[Records from a collection]
+ + + + +

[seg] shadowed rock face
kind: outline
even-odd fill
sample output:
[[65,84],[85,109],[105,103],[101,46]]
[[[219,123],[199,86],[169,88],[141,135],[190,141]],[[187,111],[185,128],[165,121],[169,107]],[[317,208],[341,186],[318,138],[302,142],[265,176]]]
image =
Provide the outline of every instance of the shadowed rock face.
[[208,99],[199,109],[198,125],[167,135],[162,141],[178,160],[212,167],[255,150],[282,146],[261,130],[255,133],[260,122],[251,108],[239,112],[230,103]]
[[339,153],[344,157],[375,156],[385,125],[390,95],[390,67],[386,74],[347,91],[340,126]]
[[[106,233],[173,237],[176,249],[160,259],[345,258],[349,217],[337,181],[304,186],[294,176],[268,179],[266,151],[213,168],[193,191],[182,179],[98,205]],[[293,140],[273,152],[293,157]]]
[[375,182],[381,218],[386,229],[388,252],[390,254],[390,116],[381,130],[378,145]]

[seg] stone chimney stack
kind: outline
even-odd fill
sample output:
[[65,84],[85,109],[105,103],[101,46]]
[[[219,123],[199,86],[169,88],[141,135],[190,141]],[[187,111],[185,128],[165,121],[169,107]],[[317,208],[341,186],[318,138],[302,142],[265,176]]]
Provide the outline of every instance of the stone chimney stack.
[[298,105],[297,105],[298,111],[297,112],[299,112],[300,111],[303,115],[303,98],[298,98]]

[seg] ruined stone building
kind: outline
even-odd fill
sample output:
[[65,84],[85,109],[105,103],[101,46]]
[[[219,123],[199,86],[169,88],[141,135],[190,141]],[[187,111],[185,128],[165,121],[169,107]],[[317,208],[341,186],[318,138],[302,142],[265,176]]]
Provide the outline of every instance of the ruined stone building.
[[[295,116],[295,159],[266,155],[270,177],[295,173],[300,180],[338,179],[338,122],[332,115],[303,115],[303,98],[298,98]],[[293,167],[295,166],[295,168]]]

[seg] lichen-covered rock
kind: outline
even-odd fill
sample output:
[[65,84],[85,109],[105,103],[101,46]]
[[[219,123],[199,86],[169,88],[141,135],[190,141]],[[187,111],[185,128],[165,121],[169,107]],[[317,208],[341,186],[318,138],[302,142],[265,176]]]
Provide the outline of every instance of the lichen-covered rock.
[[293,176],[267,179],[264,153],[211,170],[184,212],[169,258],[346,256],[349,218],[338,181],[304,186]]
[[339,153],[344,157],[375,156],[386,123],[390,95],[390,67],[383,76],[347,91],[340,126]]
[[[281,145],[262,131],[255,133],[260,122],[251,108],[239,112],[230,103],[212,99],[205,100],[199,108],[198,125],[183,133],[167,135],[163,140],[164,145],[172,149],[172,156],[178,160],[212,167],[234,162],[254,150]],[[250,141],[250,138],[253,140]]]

+ + + + +

> [PROBLEM] Rewrite the material above, swapping in "Give" wherever "Provide" occurs and keeping everything else unchanged.

> [PROBLEM SOLUTION]
[seg] shadowed rock face
kind: outline
even-odd fill
sample output:
[[65,84],[85,109],[105,103],[101,46]]
[[[219,123],[199,86],[169,88],[141,135],[190,141]],[[187,111],[185,128],[165,121],[169,107]],[[317,208],[341,186],[318,138],[302,142],[265,176]]]
image =
Give the outline of every instance of the shadowed rock face.
[[208,99],[199,109],[198,125],[167,135],[162,141],[178,160],[212,167],[255,150],[282,146],[261,130],[255,133],[260,122],[251,108],[239,112],[230,103]]
[[339,153],[344,157],[375,156],[385,125],[390,95],[390,67],[386,74],[347,91],[340,126]]
[[[106,233],[173,237],[176,249],[160,259],[345,258],[349,217],[337,181],[304,186],[294,176],[268,179],[266,151],[213,168],[193,191],[182,179],[98,205]],[[293,140],[273,152],[293,157]]]
[[375,182],[381,218],[386,229],[388,252],[390,254],[390,116],[381,130],[378,145]]

[seg] stone chimney stack
kind: outline
even-odd fill
sample output:
[[65,84],[85,109],[105,103],[101,46]]
[[[219,123],[199,86],[169,88],[141,135],[190,141]],[[187,111],[185,128],[165,121],[169,107]],[[317,208],[341,186],[318,138],[302,142],[265,176]]]
Give the outline of every instance of the stone chimney stack.
[[298,105],[297,105],[298,111],[297,112],[299,112],[300,111],[303,115],[303,98],[298,98]]

[seg] ruined stone building
kind: outline
even-odd fill
sample output:
[[65,84],[85,109],[105,103],[101,46]]
[[[219,123],[199,86],[169,88],[141,135],[190,141]],[[187,111],[185,128],[165,121],[169,107]],[[317,208],[341,186],[318,138],[302,142],[265,176]]]
Give the outline of every instance of the ruined stone building.
[[[295,116],[295,159],[266,155],[270,177],[295,173],[300,180],[338,179],[338,122],[332,115],[303,115],[303,98],[298,98]],[[293,167],[295,166],[295,168]]]

[seg] lichen-covered rock
kind: outline
even-odd fill
sample output:
[[65,84],[85,109],[105,103],[101,46]]
[[[219,123],[199,86],[169,88],[141,135],[190,141]],[[187,111],[185,128],[165,121],[169,107]],[[317,208],[341,186],[318,138],[302,142],[265,176]]]
Give the outline of every instance of the lichen-covered rock.
[[293,176],[267,179],[264,153],[211,170],[184,212],[169,258],[346,256],[349,218],[338,181],[304,186]]
[[339,153],[344,157],[375,156],[386,123],[390,95],[390,67],[383,76],[347,91],[340,126]]
[[[281,145],[262,131],[255,133],[260,122],[251,108],[239,112],[230,103],[212,99],[205,100],[199,108],[198,125],[183,133],[167,135],[163,140],[164,145],[172,149],[172,156],[178,160],[212,167],[234,162],[254,150]],[[250,141],[250,138],[253,140]]]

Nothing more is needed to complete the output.